(Contour labeling entries)

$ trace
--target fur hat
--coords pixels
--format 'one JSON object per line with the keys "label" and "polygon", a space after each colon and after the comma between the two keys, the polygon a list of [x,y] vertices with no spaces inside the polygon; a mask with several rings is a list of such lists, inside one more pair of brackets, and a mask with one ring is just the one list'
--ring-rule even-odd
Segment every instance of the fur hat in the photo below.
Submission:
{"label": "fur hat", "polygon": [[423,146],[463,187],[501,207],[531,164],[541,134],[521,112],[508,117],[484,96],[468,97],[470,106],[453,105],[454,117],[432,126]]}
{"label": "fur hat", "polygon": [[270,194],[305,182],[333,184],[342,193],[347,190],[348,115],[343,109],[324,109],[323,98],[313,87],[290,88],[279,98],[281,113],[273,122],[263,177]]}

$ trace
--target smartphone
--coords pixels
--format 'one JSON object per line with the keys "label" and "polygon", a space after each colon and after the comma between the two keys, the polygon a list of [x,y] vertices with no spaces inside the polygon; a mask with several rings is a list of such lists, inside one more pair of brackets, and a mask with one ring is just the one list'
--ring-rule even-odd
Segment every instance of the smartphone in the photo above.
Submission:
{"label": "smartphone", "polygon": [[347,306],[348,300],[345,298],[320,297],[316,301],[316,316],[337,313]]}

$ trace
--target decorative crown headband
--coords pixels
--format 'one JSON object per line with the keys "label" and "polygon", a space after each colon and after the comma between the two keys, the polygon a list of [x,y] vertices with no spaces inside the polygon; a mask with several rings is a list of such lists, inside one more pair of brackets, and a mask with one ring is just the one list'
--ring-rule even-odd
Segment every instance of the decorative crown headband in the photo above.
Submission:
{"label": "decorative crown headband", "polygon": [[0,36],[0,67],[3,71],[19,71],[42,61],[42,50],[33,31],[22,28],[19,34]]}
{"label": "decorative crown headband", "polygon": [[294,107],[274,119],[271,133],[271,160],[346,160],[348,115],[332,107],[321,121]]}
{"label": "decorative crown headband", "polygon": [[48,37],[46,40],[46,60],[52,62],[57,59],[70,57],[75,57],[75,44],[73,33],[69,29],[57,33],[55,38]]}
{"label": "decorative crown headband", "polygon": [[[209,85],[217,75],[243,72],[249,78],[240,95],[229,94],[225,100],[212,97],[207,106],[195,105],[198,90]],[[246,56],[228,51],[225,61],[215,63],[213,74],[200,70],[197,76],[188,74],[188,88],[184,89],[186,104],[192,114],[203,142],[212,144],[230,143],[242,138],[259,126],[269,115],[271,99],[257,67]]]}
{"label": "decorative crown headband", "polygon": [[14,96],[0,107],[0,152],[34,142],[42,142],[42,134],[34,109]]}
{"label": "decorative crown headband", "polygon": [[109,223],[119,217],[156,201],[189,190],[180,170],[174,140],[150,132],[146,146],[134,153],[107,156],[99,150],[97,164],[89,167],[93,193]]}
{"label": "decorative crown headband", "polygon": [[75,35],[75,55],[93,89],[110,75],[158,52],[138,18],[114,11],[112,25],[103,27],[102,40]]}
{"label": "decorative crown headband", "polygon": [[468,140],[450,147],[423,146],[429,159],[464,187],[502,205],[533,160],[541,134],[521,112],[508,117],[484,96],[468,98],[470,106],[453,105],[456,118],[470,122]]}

## AIM
Output the full listing without altering anything.

## FINAL ANSWER
$ trace
--target fur hat
--coords pixels
--format 'one JSON object per line with the keys "label" and "polygon", a space after each colon and after the comma between the two keys, the polygon a list of [x,y] vertices with no spaces inside the polygon; a mask with several rings is a list of such lists, inside one more pair of brackets, and a mask with one ring is just the one list'
--ring-rule even-odd
Segment every instance of the fur hat in the photo below.
Submission:
{"label": "fur hat", "polygon": [[423,146],[463,187],[501,207],[531,164],[541,134],[521,112],[508,117],[484,96],[468,97],[470,106],[453,105],[454,117],[432,126]]}
{"label": "fur hat", "polygon": [[270,194],[305,182],[333,184],[342,193],[347,190],[348,115],[343,109],[324,109],[323,98],[313,87],[290,88],[279,98],[281,113],[273,122],[263,177]]}

$ trace
--target smartphone
--coords pixels
--format 'one JSON object per line with the keys "label" and "polygon", a space after each colon and after the comma between the two keys, the polygon a list of [x,y] vertices with no spaces inside the polygon; a mask with several rings is a list of such lists, inside one more pair of brackets, and a mask with one ring is just the one list'
--ring-rule even-odd
Segment every instance of the smartphone in the photo above.
Submission:
{"label": "smartphone", "polygon": [[347,306],[348,300],[345,298],[320,297],[316,301],[316,316],[337,313]]}

$ trace
--target decorative crown headband
--coords pixels
--format 'one JSON object per line with the keys "label" and "polygon", a space after each colon and after the comma between the two keys, the polygon a list of [x,y] vertices with no spaces inside the polygon; a mask with several rings is a list of such lists, inside one more pair of brackets, and a mask with one ring is just the one list'
--ring-rule even-odd
Segment every instance of the decorative crown headband in the photo above.
Submission:
{"label": "decorative crown headband", "polygon": [[0,36],[0,67],[3,71],[19,71],[42,61],[42,50],[33,31],[22,28],[19,34]]}
{"label": "decorative crown headband", "polygon": [[294,107],[274,119],[271,133],[271,160],[346,160],[348,115],[332,107],[321,121]]}
{"label": "decorative crown headband", "polygon": [[48,37],[46,40],[46,60],[52,62],[57,59],[70,57],[75,57],[75,44],[73,33],[69,29],[57,33],[55,38]]}
{"label": "decorative crown headband", "polygon": [[[209,85],[217,75],[243,72],[249,78],[240,95],[229,94],[225,100],[212,97],[207,106],[195,105],[198,90]],[[246,56],[228,51],[225,61],[215,63],[213,74],[200,70],[197,76],[188,74],[188,88],[184,89],[186,104],[192,114],[203,142],[212,144],[230,143],[242,138],[259,126],[269,115],[271,99],[257,67]]]}
{"label": "decorative crown headband", "polygon": [[14,96],[0,107],[0,152],[34,142],[42,142],[42,134],[34,109]]}
{"label": "decorative crown headband", "polygon": [[109,223],[119,217],[156,201],[189,190],[180,170],[174,140],[150,132],[146,146],[134,153],[107,156],[99,150],[97,164],[89,167],[93,193]]}
{"label": "decorative crown headband", "polygon": [[75,35],[75,55],[93,89],[110,75],[158,52],[138,18],[114,11],[112,25],[103,27],[102,40]]}
{"label": "decorative crown headband", "polygon": [[468,140],[450,147],[423,146],[429,159],[464,187],[502,205],[533,160],[541,134],[521,112],[508,117],[484,96],[468,98],[470,106],[453,105],[456,118],[470,122]]}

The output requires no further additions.